*Exercise description*. Filter the rows below, keeping each line that contains the string "cluster". Matching is case-sensitive.

[Entries from a point annotation set]
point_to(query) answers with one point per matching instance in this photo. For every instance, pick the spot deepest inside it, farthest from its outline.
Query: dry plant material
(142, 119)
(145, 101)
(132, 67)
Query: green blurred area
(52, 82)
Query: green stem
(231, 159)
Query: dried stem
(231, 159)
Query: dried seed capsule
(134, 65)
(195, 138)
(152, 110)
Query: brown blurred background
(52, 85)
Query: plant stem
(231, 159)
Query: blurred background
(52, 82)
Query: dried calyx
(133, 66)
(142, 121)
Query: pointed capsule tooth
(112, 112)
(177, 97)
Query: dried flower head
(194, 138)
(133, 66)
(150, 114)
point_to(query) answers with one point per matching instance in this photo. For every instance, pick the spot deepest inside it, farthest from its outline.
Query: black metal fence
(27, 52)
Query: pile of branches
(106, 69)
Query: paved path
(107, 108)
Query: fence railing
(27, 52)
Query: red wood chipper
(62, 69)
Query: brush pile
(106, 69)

...

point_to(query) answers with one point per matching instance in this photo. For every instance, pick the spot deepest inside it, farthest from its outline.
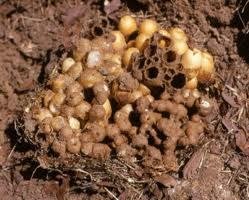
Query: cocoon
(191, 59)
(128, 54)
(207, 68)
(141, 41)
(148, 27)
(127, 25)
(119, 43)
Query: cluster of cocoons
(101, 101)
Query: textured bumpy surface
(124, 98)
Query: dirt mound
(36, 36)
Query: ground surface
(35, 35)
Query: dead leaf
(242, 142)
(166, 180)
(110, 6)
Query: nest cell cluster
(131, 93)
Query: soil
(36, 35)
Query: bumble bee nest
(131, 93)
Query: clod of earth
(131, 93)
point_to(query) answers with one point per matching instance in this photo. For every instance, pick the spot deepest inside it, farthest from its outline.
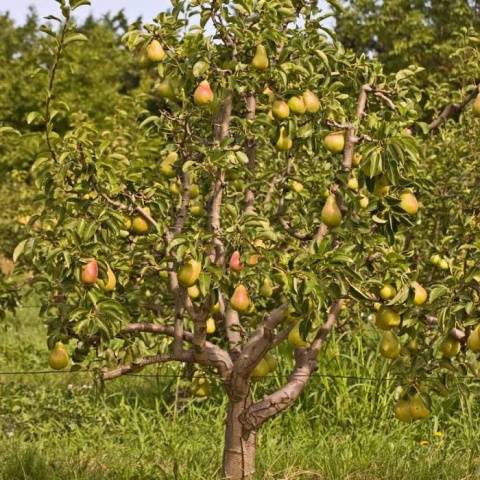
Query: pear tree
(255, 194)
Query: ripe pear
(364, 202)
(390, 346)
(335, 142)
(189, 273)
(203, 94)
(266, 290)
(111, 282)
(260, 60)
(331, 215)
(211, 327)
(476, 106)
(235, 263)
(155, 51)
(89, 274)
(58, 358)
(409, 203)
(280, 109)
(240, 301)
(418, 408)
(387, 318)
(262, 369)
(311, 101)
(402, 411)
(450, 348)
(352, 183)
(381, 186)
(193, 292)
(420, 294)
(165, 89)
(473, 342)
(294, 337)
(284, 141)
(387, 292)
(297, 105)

---

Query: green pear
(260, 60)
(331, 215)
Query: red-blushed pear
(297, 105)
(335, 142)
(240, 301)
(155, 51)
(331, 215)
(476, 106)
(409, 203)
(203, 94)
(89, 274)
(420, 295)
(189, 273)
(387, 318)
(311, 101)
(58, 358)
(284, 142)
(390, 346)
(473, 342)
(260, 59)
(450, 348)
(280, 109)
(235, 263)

*Response for this exercise*.
Query: cluster of cocoons
Query: nest cell cluster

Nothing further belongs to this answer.